* Request:
In the listing below, start with the line that contains "A single point marks each instance of the brown shoe, shaped" and continue through the line that contains "<point>191,124</point>". Swap each "Reported" in those lines for "Found", leave everything else unchanged, and write out only those lines.

(Records from a data collection)
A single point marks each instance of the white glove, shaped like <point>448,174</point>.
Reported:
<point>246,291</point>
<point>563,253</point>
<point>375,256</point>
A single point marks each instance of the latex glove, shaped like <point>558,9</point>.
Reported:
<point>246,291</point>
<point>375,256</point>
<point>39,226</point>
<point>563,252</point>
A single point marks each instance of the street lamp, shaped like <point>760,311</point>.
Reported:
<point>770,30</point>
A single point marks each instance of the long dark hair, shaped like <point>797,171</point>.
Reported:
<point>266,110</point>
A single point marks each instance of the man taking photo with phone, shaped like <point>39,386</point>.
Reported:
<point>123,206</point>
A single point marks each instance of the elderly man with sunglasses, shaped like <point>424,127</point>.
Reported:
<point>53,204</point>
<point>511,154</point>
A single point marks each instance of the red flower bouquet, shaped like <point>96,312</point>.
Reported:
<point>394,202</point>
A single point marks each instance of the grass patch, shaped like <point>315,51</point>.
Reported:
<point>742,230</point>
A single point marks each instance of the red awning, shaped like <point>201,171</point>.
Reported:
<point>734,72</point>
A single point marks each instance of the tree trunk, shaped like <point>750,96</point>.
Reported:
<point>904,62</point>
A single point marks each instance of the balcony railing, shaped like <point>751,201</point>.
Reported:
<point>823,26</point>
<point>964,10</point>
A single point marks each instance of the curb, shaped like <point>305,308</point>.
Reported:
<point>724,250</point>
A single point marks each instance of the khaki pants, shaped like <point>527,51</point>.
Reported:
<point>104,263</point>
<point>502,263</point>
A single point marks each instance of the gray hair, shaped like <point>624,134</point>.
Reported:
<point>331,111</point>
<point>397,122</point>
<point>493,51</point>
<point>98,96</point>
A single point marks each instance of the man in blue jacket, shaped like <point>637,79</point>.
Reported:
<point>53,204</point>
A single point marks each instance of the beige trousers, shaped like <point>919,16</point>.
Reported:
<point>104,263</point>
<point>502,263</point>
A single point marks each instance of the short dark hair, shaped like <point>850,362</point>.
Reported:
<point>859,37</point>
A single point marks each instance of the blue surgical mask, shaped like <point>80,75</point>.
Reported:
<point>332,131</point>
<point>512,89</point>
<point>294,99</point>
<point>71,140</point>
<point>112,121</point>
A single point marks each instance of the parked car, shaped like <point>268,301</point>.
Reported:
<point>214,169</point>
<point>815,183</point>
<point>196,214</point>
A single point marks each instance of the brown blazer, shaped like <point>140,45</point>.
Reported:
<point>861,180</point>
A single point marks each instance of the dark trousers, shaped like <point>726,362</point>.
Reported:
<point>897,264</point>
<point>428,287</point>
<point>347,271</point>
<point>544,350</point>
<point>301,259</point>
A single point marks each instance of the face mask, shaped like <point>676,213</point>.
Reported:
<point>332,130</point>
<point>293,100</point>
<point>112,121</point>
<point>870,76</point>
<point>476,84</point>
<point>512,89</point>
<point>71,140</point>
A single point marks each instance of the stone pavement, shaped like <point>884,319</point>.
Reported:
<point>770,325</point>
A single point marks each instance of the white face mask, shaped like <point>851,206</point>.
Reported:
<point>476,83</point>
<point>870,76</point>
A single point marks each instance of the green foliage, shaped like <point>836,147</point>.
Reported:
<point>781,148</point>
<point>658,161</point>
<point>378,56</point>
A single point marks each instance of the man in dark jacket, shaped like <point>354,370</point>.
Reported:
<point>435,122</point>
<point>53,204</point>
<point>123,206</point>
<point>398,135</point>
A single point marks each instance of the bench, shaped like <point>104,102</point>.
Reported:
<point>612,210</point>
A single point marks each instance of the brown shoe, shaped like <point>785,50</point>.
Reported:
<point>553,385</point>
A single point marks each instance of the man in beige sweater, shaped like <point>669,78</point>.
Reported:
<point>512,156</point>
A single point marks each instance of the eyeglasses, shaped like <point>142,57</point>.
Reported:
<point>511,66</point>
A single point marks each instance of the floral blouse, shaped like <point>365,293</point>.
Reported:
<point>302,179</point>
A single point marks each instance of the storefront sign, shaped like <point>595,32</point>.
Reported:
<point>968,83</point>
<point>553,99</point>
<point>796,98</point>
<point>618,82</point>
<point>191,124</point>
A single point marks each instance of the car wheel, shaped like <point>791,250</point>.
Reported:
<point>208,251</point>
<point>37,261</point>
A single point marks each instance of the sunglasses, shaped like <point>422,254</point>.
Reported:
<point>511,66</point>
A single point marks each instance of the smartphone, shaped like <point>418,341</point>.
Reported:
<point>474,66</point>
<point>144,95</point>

---

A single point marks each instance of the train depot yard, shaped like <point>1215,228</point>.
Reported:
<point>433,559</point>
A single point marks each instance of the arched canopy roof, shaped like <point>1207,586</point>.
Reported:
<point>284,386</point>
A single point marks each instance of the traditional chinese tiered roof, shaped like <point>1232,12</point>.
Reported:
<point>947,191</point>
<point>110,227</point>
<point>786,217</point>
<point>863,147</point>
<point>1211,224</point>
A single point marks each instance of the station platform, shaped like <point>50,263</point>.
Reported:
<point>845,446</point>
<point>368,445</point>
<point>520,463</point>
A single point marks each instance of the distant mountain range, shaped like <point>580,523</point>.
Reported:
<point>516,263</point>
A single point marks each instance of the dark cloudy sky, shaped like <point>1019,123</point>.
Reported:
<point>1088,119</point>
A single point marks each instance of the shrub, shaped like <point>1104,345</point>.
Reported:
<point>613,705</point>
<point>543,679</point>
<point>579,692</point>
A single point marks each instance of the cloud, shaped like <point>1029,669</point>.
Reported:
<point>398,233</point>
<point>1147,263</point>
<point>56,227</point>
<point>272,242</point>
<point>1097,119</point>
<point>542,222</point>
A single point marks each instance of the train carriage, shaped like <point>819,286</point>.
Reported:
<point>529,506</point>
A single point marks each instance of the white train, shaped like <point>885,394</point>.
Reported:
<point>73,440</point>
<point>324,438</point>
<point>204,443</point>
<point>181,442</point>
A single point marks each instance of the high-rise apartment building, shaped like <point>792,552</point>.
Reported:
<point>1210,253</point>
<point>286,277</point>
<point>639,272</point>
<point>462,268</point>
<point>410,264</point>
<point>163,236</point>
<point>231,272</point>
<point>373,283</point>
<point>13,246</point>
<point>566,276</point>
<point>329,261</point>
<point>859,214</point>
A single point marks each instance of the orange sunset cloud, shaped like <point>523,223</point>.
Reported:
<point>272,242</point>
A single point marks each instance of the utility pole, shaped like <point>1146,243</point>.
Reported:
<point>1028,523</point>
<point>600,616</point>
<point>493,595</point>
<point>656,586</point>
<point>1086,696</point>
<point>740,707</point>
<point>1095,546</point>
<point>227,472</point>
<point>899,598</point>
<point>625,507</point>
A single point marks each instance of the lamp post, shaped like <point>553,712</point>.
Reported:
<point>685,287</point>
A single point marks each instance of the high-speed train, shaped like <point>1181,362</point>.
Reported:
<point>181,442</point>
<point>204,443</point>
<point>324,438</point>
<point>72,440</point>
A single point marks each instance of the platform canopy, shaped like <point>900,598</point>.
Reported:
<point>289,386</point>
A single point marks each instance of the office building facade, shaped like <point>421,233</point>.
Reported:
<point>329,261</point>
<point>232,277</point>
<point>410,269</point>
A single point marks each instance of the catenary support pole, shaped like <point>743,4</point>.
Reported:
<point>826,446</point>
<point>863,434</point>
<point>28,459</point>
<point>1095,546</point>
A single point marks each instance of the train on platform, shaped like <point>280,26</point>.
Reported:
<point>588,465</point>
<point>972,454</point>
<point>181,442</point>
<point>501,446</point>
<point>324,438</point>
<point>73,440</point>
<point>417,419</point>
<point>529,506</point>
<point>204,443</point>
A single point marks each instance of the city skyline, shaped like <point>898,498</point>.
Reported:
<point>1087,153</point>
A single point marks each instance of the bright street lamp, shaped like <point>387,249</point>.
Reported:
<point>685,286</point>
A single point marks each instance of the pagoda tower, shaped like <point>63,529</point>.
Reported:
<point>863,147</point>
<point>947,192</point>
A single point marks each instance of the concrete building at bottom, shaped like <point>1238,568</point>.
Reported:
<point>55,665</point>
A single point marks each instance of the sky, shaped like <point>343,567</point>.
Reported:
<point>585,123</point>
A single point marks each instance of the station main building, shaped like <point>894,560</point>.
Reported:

* Result of this task:
A single point marks each instance of the brown shoe, shaped like <point>785,50</point>.
Found:
<point>553,385</point>
A single point marks each instance of the man in beige sweater, shaped like <point>669,78</point>.
Found:
<point>512,156</point>
A single point marks each instance of the eyeglasses, shaped like <point>142,57</point>.
Found:
<point>511,66</point>
A single point marks each instance of the floral blouse, shaped like <point>365,293</point>.
Found:
<point>302,179</point>
A single point marks each instance of the storefront sign, shaped like <point>595,32</point>.
Found:
<point>968,83</point>
<point>553,99</point>
<point>796,98</point>
<point>618,82</point>
<point>191,124</point>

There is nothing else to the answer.